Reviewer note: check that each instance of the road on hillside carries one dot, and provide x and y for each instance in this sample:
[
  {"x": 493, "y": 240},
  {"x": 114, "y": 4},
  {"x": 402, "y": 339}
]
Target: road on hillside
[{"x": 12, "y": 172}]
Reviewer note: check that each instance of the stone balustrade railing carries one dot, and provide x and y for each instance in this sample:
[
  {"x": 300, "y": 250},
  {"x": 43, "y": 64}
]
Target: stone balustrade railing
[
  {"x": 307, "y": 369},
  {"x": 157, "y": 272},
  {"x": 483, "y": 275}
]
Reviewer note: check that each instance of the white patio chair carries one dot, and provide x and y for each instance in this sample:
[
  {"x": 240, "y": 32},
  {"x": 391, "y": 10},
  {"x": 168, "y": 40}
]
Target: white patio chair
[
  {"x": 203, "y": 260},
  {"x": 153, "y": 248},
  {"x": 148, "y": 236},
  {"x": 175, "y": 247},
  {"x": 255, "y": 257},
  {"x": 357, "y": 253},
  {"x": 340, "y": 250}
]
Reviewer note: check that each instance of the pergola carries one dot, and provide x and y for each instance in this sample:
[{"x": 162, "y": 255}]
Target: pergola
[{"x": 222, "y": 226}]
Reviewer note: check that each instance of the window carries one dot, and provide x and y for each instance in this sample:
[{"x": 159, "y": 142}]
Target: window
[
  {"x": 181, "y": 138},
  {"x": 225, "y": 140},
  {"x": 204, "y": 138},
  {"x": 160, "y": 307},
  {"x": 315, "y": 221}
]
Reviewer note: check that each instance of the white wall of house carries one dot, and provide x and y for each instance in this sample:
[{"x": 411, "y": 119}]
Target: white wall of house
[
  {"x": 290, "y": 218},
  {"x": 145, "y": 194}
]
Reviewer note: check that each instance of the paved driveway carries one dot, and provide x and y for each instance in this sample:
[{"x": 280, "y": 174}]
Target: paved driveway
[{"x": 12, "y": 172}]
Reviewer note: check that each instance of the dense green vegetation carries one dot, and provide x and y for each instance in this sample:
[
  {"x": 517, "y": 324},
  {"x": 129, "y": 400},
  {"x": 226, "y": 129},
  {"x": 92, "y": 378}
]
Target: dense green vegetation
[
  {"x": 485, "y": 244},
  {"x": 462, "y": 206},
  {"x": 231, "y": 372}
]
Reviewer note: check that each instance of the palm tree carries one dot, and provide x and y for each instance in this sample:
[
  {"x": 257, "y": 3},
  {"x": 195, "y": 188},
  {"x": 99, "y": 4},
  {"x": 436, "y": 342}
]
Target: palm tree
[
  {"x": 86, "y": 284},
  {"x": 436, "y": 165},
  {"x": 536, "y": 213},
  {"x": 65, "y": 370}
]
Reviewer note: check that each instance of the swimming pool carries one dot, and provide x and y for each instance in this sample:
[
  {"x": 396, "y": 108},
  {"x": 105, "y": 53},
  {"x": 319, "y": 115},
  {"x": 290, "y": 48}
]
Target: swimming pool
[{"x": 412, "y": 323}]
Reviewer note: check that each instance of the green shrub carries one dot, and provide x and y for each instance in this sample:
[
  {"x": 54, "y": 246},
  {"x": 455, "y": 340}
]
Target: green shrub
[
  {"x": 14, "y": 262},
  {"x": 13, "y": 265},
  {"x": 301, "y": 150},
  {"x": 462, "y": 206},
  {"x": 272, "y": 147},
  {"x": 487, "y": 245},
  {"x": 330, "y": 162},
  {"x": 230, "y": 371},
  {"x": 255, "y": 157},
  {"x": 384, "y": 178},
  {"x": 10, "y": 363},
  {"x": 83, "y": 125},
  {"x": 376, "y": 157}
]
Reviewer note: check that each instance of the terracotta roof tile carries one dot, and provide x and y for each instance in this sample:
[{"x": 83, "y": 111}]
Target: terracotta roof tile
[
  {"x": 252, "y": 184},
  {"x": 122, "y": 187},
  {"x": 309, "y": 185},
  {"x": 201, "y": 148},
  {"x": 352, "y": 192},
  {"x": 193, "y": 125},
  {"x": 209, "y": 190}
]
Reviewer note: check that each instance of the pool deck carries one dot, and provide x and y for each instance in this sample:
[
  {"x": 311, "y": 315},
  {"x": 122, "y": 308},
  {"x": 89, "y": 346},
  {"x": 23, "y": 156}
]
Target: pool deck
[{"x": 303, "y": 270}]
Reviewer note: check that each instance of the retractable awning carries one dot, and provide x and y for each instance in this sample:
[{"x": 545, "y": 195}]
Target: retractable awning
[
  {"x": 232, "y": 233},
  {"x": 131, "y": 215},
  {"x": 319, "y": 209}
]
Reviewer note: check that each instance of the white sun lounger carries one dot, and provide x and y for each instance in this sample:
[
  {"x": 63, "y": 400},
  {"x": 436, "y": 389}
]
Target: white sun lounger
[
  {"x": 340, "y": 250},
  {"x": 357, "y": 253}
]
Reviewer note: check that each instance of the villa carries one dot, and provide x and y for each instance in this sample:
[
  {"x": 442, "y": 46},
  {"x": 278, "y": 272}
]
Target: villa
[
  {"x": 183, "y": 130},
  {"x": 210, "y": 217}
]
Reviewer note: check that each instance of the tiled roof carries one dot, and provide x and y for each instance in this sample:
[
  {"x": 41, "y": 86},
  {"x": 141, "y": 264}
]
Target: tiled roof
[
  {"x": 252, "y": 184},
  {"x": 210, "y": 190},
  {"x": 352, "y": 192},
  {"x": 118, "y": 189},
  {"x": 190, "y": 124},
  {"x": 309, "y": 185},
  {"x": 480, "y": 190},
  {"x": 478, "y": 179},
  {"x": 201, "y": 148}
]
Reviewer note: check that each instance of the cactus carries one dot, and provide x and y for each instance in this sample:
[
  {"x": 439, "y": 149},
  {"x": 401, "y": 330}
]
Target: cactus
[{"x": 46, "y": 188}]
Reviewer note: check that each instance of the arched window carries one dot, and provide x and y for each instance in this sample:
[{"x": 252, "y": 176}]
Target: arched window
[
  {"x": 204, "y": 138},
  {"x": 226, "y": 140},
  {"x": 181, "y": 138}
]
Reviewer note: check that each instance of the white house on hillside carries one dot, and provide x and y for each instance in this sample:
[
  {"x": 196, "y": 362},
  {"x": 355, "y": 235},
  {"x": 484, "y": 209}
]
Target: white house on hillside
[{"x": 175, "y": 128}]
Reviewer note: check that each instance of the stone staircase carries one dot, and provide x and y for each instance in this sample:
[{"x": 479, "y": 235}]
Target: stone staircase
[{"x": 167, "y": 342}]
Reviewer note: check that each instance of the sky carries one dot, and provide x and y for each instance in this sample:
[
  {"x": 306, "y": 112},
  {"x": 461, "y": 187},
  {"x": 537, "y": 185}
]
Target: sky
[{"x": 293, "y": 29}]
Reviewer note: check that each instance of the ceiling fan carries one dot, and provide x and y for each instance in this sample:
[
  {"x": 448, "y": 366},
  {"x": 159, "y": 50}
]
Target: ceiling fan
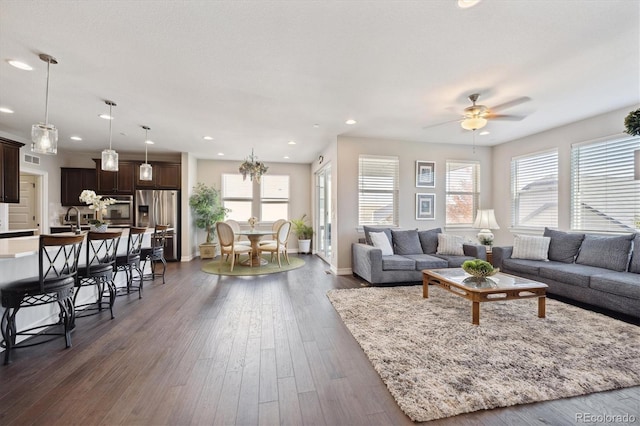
------------------------------------
== Instructions for the task ==
Report the total of lines above containing the string "ceiling", and write nothing besides it.

== Result of this exercise ==
2